Stored data entries
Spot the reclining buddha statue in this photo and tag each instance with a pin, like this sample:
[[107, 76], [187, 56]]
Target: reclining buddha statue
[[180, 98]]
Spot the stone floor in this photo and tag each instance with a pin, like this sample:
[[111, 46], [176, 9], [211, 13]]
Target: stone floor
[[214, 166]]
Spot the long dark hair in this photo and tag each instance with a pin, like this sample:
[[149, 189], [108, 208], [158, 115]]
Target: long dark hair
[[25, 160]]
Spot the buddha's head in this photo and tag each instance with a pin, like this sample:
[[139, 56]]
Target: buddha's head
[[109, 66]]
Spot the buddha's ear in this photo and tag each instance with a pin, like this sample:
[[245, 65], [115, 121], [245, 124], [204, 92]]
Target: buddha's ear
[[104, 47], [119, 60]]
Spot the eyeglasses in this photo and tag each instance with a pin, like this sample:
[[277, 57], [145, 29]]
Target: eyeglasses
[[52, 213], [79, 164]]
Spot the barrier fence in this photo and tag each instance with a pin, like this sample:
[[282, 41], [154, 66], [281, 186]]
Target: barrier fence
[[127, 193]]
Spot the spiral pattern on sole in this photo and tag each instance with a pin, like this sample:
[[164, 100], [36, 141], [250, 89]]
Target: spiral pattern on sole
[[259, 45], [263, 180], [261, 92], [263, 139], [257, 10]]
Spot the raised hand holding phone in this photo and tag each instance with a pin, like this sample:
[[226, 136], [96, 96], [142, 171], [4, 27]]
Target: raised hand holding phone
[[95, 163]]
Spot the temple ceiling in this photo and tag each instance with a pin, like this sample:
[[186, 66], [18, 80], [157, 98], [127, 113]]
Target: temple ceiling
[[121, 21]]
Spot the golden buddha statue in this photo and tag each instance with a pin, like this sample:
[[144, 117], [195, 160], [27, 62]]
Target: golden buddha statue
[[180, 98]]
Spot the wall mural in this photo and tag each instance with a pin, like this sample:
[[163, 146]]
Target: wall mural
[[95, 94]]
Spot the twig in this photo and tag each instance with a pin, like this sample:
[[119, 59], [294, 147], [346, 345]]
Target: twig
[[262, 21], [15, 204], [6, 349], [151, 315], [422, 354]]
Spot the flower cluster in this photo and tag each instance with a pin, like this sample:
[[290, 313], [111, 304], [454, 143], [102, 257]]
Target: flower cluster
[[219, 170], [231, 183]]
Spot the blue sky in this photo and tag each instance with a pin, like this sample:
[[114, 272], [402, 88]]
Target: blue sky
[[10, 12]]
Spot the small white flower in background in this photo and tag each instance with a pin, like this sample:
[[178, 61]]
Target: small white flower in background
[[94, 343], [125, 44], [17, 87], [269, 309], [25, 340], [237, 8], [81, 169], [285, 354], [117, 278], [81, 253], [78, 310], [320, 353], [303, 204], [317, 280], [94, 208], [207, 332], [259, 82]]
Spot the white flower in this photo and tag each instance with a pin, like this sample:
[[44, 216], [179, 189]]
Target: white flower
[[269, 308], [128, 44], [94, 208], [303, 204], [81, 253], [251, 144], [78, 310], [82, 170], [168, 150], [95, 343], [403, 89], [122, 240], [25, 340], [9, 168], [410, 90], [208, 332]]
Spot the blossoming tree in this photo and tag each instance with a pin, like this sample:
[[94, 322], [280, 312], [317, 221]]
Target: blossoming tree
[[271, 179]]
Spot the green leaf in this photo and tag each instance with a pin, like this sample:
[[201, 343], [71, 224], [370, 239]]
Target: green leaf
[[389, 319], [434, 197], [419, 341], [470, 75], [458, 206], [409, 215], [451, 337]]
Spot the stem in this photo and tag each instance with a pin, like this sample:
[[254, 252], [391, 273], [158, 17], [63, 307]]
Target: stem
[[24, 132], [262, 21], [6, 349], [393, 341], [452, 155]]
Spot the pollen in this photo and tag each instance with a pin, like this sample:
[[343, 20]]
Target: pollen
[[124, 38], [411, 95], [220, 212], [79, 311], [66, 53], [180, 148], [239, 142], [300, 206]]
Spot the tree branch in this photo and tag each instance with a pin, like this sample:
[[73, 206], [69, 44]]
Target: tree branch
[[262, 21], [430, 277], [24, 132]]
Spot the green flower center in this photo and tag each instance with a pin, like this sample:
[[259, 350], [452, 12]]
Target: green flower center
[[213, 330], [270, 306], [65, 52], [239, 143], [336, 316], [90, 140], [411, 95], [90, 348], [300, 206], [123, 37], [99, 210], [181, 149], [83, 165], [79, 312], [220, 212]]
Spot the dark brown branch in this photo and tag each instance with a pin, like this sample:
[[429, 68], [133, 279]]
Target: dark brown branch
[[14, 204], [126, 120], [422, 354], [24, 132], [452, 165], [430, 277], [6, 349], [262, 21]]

What you need to do | Search the data for "Spot the green leaf". Beginning with that line, set down every line through the last exactly.

Result |
Spot the green leaf in this photo and tag each instance with a pin, like this sample:
[[201, 343], [71, 224], [370, 239]]
Target: green leaf
[[389, 319], [434, 197], [419, 341], [470, 75], [458, 206], [409, 215], [451, 337]]
Spot the stem in this photo and tag each instance with a pin, like this sample:
[[254, 252], [391, 273], [158, 17], [63, 307]]
Target: stem
[[24, 132], [262, 21], [6, 349], [393, 341], [452, 155]]
Spot the pollen in this photo and tag each instance with a pin, like this sample:
[[343, 20]]
Target: pollen
[[124, 38], [411, 95], [220, 212], [79, 311], [66, 53], [180, 148], [239, 142], [300, 206]]
Spot the tree branch in this photo and tag each instance with a pin, like this sample:
[[73, 206], [69, 44]]
Target: tree branch
[[262, 21], [430, 277], [24, 132]]
Spot the green flower center in this photo and tag each instance with a pin, like this sample:
[[259, 350], [452, 12]]
Target: green flower center
[[213, 330], [270, 306], [65, 52], [239, 143], [336, 316], [90, 140], [411, 95], [90, 348], [300, 206], [123, 37], [99, 210], [181, 149], [83, 165], [79, 312], [220, 212]]
Spot the dark brown branch in this photo and tag each instance with a pin, like this sample:
[[429, 68], [133, 279]]
Target: dark brown branch
[[14, 204], [126, 120], [422, 354], [24, 132], [452, 165], [430, 277], [6, 349], [262, 21]]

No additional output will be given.